_Task data:_

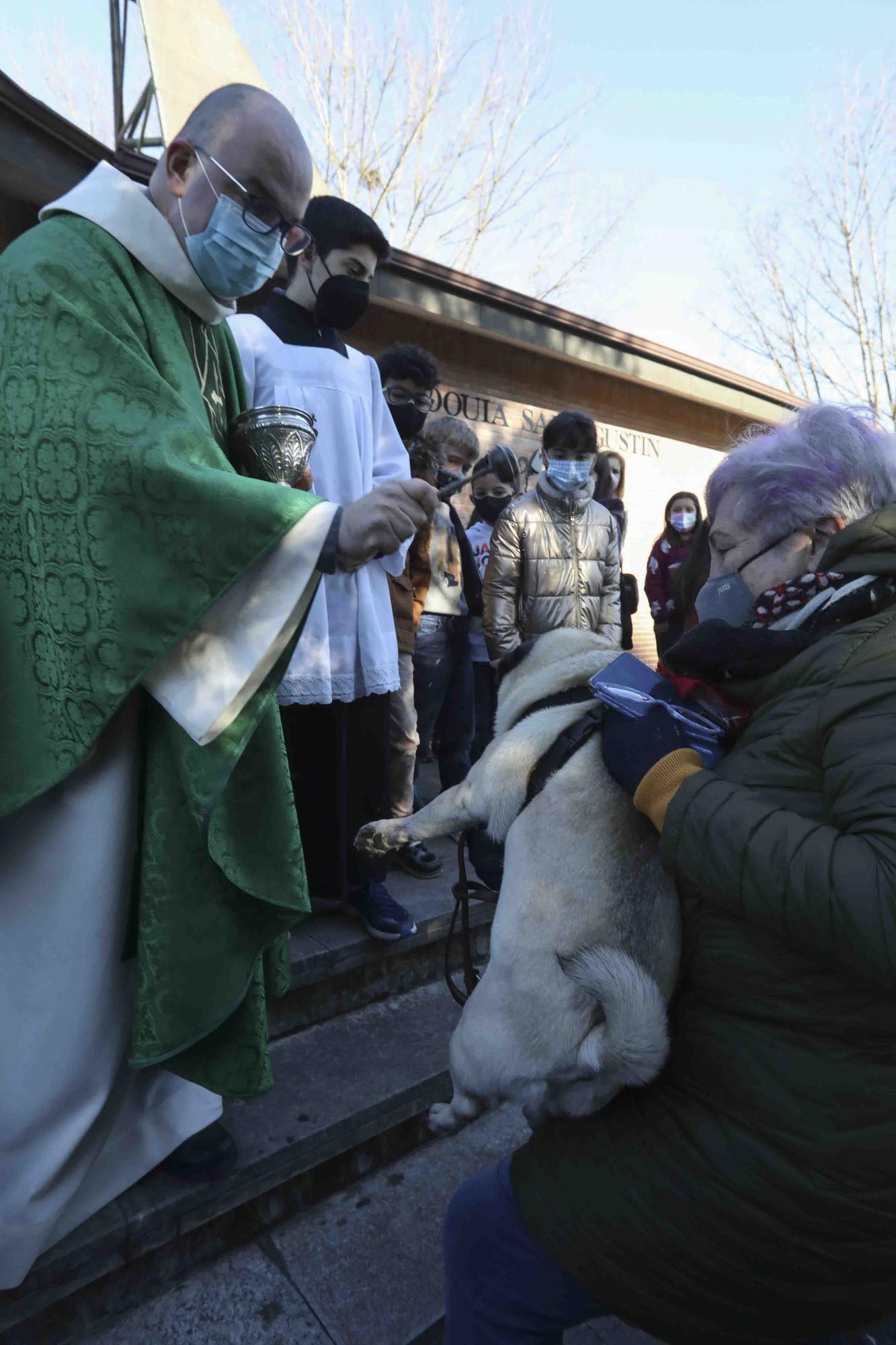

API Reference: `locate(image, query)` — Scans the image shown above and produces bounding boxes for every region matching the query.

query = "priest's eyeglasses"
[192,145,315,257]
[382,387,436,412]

--

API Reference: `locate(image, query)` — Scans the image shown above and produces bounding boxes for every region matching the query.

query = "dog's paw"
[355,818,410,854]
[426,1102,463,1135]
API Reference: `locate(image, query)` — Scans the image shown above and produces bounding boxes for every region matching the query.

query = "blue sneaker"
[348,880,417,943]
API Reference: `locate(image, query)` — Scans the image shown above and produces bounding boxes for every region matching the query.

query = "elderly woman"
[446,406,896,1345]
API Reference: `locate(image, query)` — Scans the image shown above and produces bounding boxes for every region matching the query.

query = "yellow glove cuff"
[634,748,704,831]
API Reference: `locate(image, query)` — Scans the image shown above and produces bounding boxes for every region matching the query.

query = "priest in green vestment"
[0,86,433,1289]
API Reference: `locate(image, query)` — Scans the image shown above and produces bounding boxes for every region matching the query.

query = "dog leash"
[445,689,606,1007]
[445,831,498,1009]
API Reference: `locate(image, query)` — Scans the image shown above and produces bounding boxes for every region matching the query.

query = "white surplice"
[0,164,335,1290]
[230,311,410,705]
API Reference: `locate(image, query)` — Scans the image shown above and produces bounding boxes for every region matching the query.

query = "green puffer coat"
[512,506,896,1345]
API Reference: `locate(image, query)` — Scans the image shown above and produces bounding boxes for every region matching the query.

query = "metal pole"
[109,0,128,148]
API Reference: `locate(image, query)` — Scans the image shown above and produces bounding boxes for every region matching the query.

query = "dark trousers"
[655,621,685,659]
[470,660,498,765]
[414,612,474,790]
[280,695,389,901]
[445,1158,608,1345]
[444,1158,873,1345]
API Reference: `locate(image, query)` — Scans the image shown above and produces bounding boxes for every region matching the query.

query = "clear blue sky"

==

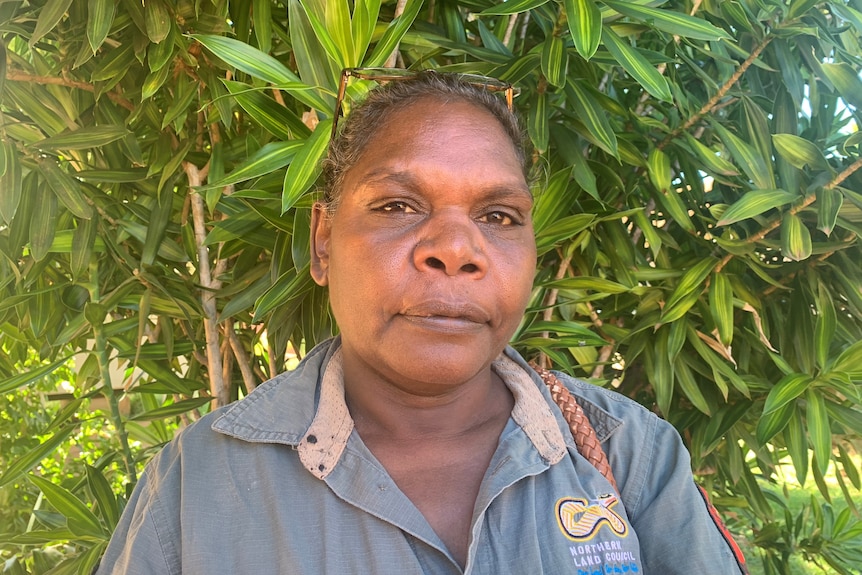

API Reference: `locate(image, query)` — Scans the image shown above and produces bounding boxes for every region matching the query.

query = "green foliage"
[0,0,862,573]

_Instruction:_ How many lines in the entries above contain the string "green"? Reply with the number only.

_Correct result:_ 3